Find the string "microwave" in the entries and copy each line that has it.

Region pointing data

◆ ◆ ◆ ◆ ◆ ◆ ◆

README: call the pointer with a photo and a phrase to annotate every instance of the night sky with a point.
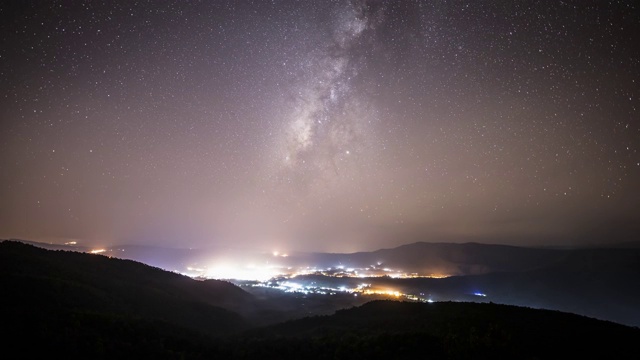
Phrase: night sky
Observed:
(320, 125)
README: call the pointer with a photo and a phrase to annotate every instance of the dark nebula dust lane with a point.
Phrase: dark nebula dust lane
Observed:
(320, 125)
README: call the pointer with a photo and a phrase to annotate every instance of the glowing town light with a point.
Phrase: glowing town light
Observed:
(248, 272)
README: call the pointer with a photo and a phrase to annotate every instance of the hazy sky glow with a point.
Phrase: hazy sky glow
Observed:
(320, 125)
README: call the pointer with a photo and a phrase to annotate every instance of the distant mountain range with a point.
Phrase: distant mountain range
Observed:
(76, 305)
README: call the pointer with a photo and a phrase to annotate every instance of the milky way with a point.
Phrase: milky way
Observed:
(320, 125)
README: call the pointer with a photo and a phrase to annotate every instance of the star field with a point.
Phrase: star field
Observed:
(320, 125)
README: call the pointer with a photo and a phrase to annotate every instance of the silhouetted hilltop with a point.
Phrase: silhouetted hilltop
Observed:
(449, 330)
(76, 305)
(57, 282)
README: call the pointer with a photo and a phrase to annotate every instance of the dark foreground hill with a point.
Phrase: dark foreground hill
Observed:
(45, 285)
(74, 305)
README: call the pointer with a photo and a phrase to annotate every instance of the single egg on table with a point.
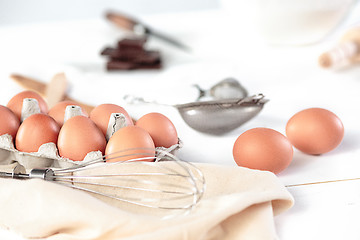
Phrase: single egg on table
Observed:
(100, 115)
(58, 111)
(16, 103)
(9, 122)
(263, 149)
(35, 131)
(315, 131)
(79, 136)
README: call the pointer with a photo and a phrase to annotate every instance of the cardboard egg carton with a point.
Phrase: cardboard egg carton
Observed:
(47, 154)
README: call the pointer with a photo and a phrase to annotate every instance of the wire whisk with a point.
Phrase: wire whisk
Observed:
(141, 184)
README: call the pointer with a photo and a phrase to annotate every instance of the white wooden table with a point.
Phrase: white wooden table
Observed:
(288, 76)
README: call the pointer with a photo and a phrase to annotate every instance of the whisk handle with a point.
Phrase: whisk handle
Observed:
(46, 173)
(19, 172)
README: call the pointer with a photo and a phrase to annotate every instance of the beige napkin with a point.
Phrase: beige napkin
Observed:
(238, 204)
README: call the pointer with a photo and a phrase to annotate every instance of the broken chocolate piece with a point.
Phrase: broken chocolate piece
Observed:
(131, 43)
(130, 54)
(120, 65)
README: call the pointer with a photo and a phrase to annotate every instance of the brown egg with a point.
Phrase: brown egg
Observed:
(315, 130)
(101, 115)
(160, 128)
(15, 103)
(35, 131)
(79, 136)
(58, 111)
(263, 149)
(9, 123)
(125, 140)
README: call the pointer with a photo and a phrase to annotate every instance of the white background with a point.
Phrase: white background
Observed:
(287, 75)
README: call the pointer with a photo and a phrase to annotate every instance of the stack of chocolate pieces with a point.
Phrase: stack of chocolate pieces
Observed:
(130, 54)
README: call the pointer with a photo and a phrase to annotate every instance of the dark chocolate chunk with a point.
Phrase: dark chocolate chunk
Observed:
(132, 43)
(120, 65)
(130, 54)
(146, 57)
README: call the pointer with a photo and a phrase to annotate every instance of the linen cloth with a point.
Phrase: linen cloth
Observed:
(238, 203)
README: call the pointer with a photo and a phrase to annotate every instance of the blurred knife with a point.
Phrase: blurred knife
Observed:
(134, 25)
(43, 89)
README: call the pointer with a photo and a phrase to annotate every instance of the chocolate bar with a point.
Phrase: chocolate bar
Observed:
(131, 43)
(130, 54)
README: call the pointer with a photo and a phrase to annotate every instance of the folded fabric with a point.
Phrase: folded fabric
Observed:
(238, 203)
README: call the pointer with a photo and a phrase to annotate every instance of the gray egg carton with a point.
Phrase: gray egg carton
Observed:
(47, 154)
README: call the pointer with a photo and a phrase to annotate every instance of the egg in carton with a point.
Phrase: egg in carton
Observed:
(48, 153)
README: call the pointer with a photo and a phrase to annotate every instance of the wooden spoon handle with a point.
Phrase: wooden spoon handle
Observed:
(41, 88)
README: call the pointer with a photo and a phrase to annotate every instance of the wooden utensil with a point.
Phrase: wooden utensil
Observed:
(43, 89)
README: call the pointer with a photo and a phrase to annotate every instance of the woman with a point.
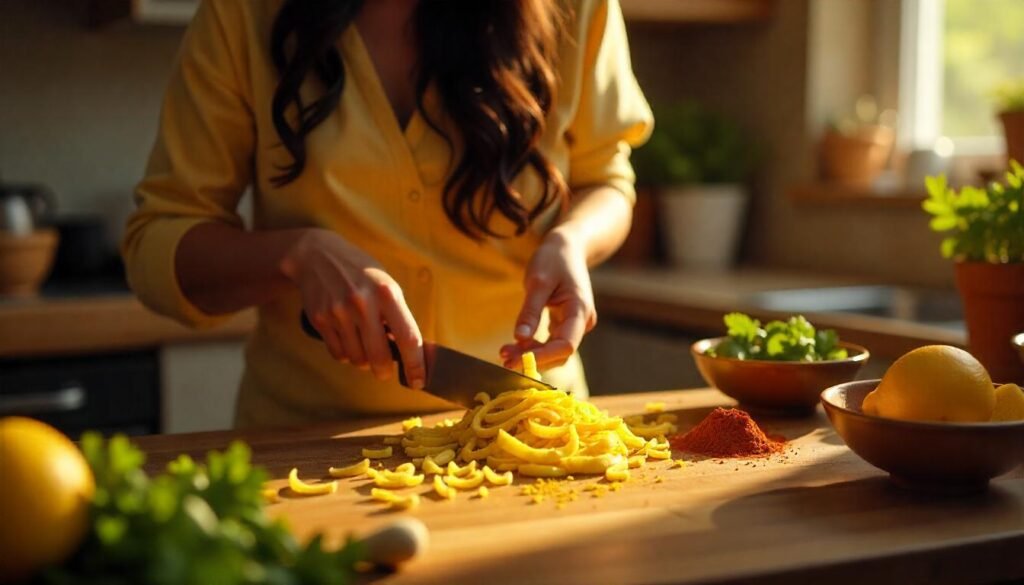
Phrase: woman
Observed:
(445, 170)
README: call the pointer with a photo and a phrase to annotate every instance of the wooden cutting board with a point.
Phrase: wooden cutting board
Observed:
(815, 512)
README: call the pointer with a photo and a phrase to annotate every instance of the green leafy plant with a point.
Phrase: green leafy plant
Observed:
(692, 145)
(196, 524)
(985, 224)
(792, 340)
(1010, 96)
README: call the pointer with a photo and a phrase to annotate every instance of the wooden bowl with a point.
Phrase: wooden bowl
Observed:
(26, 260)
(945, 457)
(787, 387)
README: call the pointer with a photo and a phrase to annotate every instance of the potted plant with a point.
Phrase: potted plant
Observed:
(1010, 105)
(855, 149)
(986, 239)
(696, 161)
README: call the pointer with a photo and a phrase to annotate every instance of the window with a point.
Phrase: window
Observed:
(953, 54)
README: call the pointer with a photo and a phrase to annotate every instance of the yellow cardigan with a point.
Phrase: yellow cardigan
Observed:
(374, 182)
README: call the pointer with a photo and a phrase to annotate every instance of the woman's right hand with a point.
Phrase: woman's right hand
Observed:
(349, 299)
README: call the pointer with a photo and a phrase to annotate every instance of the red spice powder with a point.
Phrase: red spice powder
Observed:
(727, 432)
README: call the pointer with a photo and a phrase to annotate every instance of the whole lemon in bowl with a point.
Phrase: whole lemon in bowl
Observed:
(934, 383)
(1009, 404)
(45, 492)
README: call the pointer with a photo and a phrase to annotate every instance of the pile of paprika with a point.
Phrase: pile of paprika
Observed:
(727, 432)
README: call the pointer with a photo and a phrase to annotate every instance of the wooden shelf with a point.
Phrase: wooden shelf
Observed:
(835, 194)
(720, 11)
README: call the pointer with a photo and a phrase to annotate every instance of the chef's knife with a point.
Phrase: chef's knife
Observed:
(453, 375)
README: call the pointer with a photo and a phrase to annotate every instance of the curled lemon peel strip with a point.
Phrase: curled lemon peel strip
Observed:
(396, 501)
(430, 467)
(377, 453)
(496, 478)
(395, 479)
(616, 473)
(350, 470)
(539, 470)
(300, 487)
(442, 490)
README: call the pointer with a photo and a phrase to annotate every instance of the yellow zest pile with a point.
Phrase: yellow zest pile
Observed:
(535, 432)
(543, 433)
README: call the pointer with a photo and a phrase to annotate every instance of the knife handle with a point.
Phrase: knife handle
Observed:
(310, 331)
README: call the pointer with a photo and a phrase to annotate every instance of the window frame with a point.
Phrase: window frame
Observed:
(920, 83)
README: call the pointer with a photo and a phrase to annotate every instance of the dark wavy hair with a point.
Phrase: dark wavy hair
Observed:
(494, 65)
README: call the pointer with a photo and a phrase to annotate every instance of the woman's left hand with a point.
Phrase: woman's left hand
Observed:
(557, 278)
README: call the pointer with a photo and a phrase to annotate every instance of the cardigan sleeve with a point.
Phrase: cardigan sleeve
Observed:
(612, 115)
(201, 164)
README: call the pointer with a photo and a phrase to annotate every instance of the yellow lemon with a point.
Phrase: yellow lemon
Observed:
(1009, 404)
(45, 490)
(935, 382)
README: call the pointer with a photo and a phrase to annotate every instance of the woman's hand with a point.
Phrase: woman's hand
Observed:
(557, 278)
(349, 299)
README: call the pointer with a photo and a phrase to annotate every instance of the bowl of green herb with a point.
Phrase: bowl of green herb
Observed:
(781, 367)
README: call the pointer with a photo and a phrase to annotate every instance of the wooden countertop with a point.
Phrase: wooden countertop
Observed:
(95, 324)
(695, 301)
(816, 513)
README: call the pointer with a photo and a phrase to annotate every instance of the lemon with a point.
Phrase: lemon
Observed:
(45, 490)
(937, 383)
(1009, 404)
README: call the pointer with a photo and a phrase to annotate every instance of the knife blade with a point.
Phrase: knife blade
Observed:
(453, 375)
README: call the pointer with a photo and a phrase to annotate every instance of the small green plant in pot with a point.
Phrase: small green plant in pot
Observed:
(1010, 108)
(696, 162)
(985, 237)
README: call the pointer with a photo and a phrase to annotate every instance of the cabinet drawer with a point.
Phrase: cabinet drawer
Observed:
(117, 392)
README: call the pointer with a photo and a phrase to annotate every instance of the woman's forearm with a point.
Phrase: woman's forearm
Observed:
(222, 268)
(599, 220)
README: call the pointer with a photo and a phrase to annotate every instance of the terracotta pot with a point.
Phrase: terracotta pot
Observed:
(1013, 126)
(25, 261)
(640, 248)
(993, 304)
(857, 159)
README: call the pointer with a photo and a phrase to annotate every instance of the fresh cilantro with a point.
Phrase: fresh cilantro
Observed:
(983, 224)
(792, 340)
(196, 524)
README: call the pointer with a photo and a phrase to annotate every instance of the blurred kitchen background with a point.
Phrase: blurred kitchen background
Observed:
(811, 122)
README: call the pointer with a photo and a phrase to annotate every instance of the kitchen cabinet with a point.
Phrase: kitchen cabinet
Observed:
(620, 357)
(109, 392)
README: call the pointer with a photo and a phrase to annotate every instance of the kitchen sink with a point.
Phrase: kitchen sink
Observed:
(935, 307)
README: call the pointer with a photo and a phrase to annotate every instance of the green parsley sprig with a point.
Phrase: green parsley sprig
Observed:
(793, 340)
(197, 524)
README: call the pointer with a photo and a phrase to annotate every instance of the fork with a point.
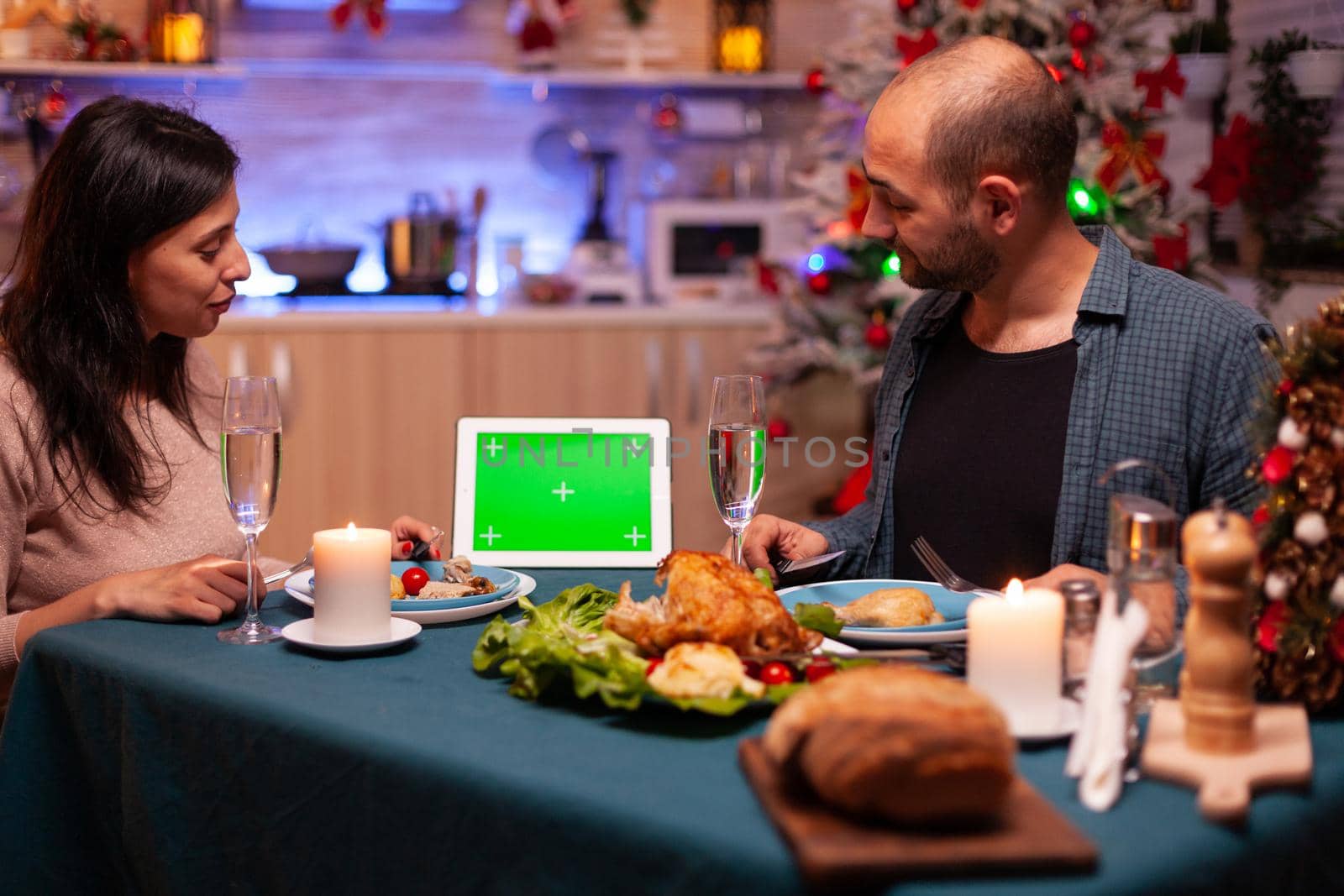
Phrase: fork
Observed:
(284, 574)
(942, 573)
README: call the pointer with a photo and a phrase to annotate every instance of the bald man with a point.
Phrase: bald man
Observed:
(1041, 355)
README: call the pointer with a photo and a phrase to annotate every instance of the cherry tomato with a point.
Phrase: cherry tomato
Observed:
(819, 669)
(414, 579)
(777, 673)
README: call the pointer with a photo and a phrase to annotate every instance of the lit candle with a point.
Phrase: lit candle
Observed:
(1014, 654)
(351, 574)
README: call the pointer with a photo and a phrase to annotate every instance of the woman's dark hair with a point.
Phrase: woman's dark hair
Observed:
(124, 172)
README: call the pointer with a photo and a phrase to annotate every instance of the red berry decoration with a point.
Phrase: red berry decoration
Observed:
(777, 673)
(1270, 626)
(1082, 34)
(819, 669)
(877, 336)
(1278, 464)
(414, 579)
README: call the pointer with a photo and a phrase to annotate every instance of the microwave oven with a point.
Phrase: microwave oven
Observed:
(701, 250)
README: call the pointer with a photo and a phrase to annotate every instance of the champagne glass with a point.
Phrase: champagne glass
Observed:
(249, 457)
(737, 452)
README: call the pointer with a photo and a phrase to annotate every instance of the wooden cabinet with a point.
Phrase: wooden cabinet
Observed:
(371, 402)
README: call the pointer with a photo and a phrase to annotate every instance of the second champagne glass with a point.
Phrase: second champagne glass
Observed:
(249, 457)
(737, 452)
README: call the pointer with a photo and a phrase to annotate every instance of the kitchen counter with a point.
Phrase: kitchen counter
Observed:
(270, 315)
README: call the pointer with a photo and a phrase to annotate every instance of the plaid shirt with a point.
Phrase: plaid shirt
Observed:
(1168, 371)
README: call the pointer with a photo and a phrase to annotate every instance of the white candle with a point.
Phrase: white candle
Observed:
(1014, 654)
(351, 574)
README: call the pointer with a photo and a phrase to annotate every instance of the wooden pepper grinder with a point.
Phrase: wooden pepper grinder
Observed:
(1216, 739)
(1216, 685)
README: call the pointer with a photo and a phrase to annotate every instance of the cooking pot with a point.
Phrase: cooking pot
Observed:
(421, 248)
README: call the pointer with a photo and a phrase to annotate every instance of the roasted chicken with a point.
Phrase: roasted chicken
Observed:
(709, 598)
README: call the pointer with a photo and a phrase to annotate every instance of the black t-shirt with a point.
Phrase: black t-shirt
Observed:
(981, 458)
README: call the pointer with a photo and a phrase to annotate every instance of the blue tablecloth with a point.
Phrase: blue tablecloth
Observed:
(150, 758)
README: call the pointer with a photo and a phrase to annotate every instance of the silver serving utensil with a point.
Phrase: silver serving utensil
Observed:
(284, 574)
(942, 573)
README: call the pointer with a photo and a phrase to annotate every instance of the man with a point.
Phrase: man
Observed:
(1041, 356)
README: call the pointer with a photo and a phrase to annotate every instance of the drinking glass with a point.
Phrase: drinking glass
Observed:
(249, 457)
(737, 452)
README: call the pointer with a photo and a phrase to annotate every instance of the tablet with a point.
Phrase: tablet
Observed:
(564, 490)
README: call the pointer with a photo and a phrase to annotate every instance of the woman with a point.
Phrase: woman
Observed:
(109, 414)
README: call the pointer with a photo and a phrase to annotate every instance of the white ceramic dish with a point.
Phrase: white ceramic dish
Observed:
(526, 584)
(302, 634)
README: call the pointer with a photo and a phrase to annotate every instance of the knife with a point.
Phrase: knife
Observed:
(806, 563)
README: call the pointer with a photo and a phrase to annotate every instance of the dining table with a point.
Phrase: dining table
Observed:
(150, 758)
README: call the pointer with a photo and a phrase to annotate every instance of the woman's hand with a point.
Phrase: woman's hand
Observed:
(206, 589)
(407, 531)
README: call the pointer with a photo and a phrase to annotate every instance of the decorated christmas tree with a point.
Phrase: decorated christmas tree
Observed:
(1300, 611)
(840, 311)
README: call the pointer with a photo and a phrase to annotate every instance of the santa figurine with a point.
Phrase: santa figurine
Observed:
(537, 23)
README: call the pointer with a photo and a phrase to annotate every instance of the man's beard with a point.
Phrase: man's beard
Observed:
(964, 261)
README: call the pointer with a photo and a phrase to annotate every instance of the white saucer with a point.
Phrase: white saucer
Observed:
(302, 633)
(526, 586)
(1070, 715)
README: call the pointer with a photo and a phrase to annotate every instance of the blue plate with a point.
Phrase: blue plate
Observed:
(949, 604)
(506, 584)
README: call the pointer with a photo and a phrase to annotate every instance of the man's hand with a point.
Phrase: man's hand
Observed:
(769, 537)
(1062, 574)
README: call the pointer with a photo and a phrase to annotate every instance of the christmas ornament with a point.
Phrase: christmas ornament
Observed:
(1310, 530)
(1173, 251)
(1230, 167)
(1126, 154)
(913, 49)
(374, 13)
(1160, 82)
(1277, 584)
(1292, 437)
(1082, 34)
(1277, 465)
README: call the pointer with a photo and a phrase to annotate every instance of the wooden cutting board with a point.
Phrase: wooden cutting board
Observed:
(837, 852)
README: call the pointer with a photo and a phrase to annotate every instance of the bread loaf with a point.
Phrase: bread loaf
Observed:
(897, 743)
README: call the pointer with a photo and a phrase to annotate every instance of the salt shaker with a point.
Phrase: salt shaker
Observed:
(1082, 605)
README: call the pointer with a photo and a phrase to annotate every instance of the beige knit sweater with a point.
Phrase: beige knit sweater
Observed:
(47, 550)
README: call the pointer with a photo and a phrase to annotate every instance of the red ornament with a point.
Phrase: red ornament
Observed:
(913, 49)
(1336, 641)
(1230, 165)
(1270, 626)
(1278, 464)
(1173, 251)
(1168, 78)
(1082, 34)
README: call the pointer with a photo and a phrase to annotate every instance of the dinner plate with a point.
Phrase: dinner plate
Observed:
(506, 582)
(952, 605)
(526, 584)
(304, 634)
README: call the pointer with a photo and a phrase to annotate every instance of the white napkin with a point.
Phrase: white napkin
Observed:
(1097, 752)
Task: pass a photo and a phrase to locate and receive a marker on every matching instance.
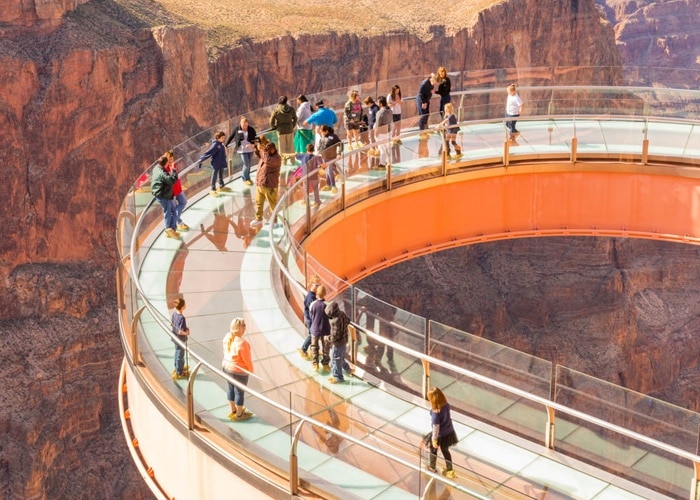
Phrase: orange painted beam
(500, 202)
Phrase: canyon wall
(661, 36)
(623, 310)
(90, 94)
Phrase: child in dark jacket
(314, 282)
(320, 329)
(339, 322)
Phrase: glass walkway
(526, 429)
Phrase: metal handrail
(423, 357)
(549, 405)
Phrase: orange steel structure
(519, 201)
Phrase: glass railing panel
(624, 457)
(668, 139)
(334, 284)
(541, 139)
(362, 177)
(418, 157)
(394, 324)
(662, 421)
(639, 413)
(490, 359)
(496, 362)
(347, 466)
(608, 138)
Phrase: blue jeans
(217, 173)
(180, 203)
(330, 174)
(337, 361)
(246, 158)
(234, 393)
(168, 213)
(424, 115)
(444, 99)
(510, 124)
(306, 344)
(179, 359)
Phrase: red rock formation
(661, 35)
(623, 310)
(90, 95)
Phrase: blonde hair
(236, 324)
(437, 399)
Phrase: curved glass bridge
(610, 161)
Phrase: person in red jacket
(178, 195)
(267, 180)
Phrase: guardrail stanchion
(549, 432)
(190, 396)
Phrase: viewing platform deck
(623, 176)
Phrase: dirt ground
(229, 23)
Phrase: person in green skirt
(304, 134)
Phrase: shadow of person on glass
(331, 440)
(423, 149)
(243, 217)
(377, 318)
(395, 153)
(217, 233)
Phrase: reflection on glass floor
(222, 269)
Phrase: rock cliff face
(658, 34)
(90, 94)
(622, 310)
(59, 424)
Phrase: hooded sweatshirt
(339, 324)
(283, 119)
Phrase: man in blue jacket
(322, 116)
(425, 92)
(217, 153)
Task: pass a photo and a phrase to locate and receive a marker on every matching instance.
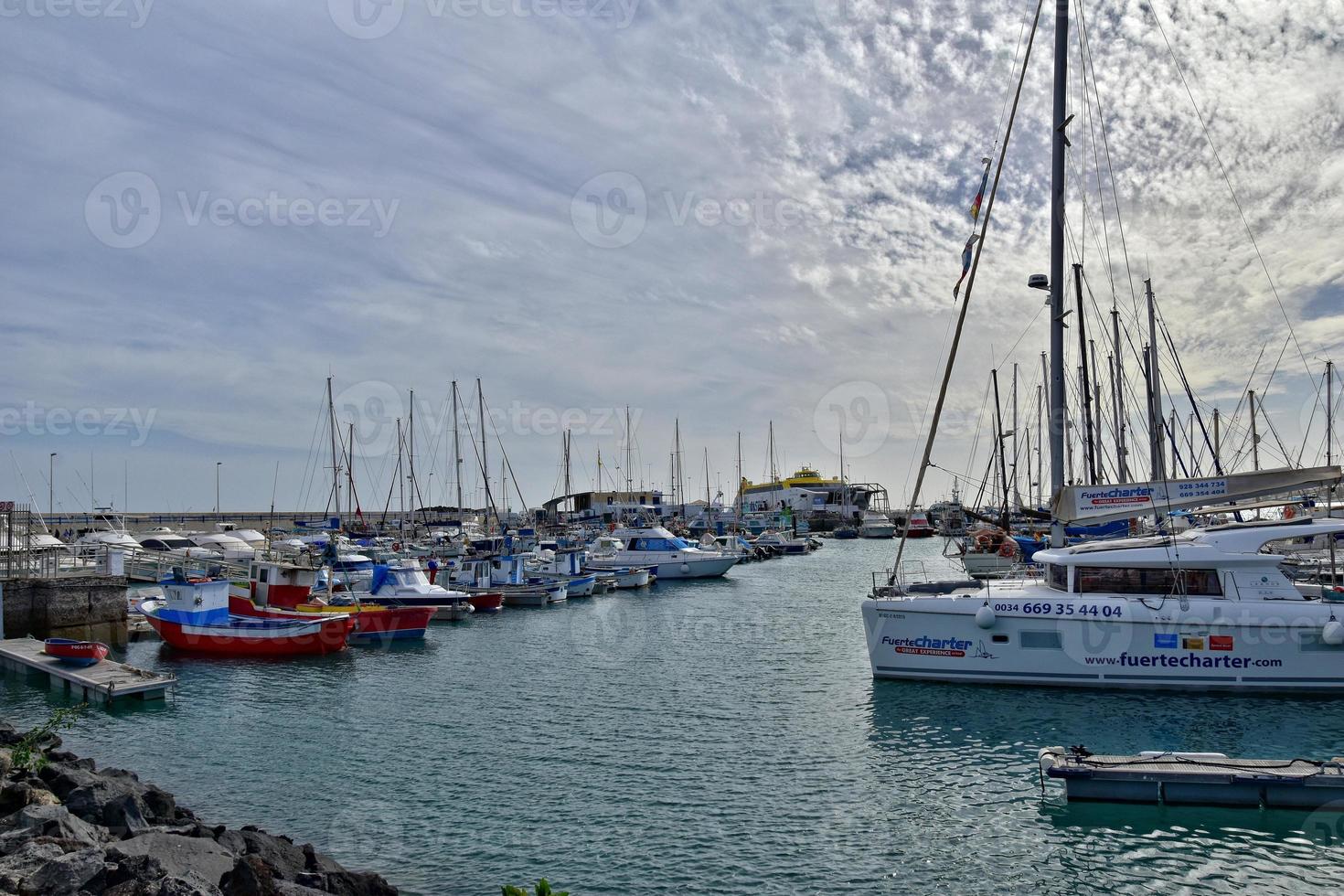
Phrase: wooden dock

◆ ◆ ◆ ◆ ◆ ◆ ◆

> Output of the exercise
README: call the pointer with a photo and a phrase to annotate every instance of the microwave oven with a point.
Phrase: microwave oven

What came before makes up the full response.